Rows from a pointing dataset:
=======

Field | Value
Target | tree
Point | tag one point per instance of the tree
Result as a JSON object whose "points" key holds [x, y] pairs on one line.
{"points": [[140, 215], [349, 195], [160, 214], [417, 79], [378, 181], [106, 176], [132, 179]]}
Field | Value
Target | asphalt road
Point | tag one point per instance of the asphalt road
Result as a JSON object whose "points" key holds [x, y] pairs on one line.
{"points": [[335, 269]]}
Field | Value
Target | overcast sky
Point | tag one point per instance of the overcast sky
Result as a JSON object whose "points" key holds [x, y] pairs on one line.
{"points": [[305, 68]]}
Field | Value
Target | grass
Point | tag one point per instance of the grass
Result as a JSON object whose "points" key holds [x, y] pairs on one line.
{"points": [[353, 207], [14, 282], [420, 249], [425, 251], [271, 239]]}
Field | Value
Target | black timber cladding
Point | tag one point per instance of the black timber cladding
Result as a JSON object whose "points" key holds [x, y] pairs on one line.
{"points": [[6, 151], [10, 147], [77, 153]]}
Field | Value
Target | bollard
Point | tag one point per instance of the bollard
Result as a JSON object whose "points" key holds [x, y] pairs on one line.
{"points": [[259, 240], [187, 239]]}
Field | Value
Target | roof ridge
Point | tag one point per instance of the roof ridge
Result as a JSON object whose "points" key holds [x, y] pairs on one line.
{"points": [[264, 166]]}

=======

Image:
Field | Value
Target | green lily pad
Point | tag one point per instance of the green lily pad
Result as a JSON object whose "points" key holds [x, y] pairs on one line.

=======

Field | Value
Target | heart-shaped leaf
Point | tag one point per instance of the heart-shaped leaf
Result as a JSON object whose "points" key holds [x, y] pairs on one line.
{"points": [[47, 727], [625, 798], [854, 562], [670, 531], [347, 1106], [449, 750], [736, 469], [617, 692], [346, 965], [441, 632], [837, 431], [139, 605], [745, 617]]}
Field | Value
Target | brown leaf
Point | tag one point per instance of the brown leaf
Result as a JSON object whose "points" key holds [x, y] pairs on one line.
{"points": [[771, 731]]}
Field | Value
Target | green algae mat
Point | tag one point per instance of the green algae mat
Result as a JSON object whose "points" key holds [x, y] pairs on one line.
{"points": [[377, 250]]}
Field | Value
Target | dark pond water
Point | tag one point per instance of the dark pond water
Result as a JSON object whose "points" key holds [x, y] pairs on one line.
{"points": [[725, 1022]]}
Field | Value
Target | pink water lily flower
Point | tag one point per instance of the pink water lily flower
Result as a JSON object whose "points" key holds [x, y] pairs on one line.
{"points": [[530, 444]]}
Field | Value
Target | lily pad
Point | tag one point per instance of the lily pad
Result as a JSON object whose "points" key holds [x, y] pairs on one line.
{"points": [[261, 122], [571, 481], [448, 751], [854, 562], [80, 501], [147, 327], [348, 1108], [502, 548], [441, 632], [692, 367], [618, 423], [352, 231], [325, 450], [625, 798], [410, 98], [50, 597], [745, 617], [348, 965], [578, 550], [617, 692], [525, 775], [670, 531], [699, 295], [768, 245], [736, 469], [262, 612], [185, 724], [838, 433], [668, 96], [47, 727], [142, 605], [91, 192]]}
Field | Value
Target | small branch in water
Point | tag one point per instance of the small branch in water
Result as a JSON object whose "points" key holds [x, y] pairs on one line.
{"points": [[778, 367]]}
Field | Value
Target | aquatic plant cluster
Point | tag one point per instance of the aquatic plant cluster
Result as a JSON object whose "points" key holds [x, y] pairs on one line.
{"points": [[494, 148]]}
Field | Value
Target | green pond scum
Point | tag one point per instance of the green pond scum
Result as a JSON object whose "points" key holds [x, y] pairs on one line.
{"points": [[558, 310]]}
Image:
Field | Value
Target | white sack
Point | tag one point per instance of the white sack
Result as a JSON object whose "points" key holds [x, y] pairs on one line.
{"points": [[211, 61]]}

=======

Show every line in the data above that contains the string "bollard", treating uppercase and lowercase letters as different.

Target | bollard
Point | tag one point per instance of the bollard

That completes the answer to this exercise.